__Objective a__:
From the software metrics text below, quote the passage between "- Completeness: are" and "realize the requirements?", inclusive.

__Text block__:
This may be found in Guidelines:
Metrics.
Quality |
Attributes |
Goodness of Requirements |
- Volatility: frequency of change, rate of introduction of new
requirements
- Validity: are these the right requirements?
- Completeness: are any requirements missing?
- Correctness of expression: are the requirements properly stated?
- Clarity: are the descriptions understandable and unambiguous?
|
Goodness of Design |
- Coupling: how extensive are the connections between system elements?
- Cohesion: do the components each have a single, well-defined purpose?
- Primitiveness: can the methods or operations of a class be
constructed from other methods or operations of the class? If so they
are not primitive (a desirable characteristic).
- Completeness: does the design completely realize the requirements?
- Volatility: frequency of architectural change.
|
Goodness of Implementation |
- Size: how close is the implementation to the minimal size (to solve
the problem)? Will the implementation meet its constraints?
- Complexity: is the code algorithmically difficult or intricate? Is it
difficult to understand and modify?
- Completeness: does the implementation faithfully realize all of the
design?
|
Goodness of Test |
- Coverage: how well does the test exercise the software? Are all
instructions executed by a set of tests? Does the test exercise many
paths through the code?
- Validity: are the tests themselves a correct reflection of the
requirements?
|
Goodness of Process (at lowest level) |
- Defect rate, defect cause: what is the incidence of defects in an
activity, and what are the causes?
- Effort and duration: what duration and how much human effort does an
activity require?
- Productivity: per unit of human effort, what does an activity yield?
- Goodness of artifacts: what is the level of defects in the outputs of
an activity?
|
Effectiveness of Process/Tool Change |
(as for Goodness of Process, but percentage changes rather
than total values):
- Defect rate, defect cause
- Effort and duration
- Productivity
- Goodness of artifacts
|
For a deep treatment of metrics concepts, see [WHIT97].
We distinguish two kinds of metrics:
- A metric is a measurable attribute of an entity. For
example, project effort is a measure (that is, metric) of project size. To be
able to calculate this metric you would need to sum all the time-sheet
bookings for the project.
- A primitive metric is a raw data item that is used to
calculate a metric. In the above example the time-sheet bookings are the
primitive metrics. A primitive metric is typically a metric that exists in a
database but is not interpreted in isolation.
Each metric is made up of one or more collected metrics. Consequentially each
primitive metric has to be clearly identified and its collection procedure
defined.
Metrics to support change or achievement goals are often
"first-derivative" over time (or iterations or project). We are
interested in a trend, not in the absolute value. To "improve quality"
we need to check that the residual level of known defects diminishes over time.

__Position identification records__:
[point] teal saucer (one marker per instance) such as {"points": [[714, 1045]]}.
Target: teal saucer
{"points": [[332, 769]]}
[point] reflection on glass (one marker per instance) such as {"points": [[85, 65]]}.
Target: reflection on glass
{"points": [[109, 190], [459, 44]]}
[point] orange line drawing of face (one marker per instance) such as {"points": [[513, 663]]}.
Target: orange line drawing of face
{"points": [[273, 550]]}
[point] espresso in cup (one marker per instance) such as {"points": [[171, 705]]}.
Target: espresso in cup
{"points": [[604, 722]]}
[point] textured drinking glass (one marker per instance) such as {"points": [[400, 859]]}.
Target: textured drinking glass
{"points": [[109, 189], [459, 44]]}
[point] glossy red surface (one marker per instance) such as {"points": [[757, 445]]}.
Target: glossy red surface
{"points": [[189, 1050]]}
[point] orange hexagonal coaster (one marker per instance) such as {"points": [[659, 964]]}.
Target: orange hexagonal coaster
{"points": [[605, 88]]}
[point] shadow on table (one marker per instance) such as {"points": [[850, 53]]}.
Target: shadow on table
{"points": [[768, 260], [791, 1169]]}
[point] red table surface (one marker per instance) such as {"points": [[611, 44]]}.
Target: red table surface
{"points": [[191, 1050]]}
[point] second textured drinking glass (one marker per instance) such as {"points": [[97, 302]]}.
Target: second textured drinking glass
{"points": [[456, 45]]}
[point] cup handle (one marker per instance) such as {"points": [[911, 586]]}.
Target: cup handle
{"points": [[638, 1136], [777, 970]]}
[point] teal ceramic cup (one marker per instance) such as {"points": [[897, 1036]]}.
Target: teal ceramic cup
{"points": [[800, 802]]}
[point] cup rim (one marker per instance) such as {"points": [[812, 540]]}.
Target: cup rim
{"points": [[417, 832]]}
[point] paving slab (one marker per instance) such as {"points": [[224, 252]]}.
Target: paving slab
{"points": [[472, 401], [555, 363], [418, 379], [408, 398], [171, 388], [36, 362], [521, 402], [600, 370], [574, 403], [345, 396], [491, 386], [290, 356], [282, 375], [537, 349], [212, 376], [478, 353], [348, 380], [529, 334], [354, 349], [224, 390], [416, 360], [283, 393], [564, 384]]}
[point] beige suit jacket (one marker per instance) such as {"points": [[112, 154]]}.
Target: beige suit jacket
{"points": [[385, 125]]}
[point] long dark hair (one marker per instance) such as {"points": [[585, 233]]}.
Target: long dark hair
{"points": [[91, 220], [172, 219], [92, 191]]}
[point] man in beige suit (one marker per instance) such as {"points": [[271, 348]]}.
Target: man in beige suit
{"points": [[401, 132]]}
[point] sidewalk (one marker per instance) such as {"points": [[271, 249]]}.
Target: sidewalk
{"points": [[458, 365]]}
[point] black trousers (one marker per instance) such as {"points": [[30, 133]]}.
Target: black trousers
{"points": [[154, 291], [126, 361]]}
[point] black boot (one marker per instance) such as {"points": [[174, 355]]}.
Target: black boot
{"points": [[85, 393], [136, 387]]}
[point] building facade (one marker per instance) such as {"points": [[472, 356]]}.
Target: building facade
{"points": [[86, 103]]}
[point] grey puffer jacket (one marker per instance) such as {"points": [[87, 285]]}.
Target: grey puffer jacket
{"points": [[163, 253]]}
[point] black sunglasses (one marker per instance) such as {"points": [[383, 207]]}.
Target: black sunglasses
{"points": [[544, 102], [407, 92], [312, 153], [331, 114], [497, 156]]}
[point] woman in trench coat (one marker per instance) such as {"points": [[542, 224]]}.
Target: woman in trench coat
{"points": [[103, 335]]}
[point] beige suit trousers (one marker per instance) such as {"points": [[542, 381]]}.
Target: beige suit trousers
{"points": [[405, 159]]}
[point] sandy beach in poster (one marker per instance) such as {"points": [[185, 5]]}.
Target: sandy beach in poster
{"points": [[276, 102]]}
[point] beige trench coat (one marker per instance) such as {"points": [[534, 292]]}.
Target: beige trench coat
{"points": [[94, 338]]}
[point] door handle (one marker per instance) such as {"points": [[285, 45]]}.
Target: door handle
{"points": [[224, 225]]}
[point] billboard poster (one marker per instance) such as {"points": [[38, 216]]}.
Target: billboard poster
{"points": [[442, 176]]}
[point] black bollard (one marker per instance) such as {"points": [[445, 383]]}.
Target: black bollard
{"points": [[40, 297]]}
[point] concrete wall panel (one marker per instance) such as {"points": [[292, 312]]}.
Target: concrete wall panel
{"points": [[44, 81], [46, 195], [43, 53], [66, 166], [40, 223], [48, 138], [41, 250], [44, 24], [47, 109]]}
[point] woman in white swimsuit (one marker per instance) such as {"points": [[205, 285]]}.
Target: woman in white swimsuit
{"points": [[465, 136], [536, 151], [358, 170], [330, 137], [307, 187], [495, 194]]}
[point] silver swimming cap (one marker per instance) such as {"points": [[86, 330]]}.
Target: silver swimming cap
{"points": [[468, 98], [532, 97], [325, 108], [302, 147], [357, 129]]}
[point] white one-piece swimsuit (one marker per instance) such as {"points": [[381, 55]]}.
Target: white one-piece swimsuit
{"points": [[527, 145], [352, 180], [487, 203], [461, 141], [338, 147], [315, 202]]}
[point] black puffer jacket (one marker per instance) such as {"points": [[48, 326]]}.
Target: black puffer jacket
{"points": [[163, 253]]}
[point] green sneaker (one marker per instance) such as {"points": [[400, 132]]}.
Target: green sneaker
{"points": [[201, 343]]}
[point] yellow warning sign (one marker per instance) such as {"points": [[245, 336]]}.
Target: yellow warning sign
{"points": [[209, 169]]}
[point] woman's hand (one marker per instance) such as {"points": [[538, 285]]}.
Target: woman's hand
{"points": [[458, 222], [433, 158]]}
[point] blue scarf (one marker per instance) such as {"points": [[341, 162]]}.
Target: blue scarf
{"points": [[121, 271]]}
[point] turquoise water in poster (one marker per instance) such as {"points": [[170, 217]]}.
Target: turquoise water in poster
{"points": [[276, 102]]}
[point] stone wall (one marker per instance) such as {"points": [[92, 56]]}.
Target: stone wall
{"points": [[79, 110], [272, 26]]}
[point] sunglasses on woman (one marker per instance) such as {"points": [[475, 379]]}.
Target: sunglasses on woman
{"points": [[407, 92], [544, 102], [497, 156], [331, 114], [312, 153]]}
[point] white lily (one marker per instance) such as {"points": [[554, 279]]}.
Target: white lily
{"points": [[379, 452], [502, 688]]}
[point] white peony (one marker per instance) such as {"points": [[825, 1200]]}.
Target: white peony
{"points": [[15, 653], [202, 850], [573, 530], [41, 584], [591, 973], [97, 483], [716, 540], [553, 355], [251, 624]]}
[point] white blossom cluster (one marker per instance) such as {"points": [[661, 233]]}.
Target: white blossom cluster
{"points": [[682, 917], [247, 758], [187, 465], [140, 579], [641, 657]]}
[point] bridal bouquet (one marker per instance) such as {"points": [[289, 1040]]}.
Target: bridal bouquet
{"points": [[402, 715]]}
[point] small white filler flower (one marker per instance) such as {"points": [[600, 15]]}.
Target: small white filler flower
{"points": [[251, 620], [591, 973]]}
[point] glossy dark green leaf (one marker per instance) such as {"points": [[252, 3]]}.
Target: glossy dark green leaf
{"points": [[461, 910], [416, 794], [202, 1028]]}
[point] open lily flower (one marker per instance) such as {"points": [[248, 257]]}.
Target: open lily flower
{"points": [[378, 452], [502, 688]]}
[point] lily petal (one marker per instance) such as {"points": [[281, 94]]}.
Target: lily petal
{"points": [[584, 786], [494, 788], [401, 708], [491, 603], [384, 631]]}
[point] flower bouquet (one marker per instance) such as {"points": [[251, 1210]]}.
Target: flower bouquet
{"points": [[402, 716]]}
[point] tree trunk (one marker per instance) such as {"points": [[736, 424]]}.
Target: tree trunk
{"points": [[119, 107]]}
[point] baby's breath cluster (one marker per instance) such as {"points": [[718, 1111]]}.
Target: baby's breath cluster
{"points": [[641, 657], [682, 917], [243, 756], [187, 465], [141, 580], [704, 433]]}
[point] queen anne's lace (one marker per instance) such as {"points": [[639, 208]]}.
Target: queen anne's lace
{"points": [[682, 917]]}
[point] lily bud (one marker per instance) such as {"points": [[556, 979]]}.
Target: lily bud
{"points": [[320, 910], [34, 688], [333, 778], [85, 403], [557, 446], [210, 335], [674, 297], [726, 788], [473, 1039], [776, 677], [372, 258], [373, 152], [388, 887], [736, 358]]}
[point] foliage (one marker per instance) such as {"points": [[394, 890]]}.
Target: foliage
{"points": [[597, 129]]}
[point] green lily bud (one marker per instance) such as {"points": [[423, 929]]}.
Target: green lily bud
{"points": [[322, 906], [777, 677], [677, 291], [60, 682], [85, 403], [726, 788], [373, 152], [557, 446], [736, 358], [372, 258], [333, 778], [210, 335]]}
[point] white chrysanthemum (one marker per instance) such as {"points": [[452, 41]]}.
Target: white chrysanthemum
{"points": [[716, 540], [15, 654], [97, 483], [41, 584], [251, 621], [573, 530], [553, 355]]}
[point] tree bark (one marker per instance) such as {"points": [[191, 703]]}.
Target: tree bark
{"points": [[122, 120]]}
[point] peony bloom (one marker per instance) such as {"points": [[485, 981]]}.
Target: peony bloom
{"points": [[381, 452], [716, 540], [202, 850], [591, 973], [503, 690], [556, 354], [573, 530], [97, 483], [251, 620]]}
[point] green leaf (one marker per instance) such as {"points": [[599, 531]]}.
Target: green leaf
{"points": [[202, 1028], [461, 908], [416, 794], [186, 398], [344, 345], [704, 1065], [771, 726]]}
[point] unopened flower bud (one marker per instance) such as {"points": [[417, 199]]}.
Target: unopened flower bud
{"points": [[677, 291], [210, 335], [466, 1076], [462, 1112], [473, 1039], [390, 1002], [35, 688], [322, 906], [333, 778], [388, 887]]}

__Objective b__:
Count the lines in the entries above that contain the string "sidewalk", treating uppercase and lowercase as different. Reply with only the number.

__Output a__:
- Completeness: are any requirements missing?
- Correctness of expression: are the requirements properly stated?
- Clarity: are the descriptions understandable and unambiguous?
|
Goodness of Design |
- Coupling: how extensive are the connections between system elements?
- Cohesion: do the components each have a single, well-defined purpose?
- Primitiveness: can the methods or operations of a class be
constructed from other methods or operations of the class? If so they
are not primitive (a desirable characteristic).
- Completeness: does the design completely realize the requirements?

__Output b__:
2